» WHAT IS BEING ASKED
Would you please output, word for word, the span of the listing below that opens on the line containing "[pin] moss-covered boulder -- one per line" and closes on the line containing "[pin] boulder -- one per line"? Include both ends and nothing more.

» DATA EXCERPTS

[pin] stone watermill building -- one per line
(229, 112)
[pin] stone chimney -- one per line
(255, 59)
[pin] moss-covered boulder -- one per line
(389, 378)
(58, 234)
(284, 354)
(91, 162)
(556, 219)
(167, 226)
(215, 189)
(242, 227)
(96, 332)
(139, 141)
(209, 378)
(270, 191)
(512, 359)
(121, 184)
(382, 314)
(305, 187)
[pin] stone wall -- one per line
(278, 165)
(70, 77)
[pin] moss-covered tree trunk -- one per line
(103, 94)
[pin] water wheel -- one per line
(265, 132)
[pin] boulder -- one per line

* * *

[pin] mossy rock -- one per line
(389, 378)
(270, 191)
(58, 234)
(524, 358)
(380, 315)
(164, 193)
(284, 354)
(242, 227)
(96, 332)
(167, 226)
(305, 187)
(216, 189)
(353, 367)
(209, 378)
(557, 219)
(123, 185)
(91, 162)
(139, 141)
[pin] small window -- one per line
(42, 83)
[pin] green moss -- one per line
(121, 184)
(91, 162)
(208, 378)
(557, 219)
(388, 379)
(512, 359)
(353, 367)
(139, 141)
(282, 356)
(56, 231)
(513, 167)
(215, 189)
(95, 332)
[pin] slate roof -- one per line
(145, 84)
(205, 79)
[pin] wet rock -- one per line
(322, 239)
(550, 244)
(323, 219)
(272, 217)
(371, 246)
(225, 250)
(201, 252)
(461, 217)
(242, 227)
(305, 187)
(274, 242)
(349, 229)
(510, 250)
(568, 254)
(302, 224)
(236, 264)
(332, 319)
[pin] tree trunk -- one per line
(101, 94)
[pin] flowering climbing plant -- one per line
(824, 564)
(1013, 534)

==

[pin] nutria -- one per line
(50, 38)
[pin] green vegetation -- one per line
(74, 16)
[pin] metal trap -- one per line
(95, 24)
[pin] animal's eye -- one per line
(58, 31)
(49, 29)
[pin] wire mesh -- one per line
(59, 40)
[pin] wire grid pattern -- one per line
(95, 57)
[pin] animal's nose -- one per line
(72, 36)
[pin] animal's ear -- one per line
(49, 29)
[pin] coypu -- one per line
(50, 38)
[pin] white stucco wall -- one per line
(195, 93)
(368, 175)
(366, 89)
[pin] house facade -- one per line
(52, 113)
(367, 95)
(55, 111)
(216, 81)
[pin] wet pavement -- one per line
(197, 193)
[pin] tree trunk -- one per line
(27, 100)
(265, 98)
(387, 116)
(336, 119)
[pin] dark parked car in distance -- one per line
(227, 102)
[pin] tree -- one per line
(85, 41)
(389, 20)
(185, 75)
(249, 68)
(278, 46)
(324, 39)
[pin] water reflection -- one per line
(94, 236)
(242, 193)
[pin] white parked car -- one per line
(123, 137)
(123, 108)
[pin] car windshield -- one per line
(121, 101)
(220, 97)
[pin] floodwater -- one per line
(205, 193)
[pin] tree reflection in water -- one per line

» ANSWER SECTION
[pin] moss-covered boulder -- one per line
(389, 378)
(58, 234)
(284, 354)
(91, 162)
(556, 219)
(167, 226)
(215, 189)
(242, 227)
(96, 332)
(139, 141)
(209, 378)
(270, 191)
(512, 359)
(121, 184)
(382, 314)
(305, 187)
[pin] stone wall -- one per line
(278, 165)
(70, 77)
[pin] moss-covered tree trunk -- one per line
(103, 94)
[pin] water wheel -- one per line
(265, 132)
[pin] boulder -- one per line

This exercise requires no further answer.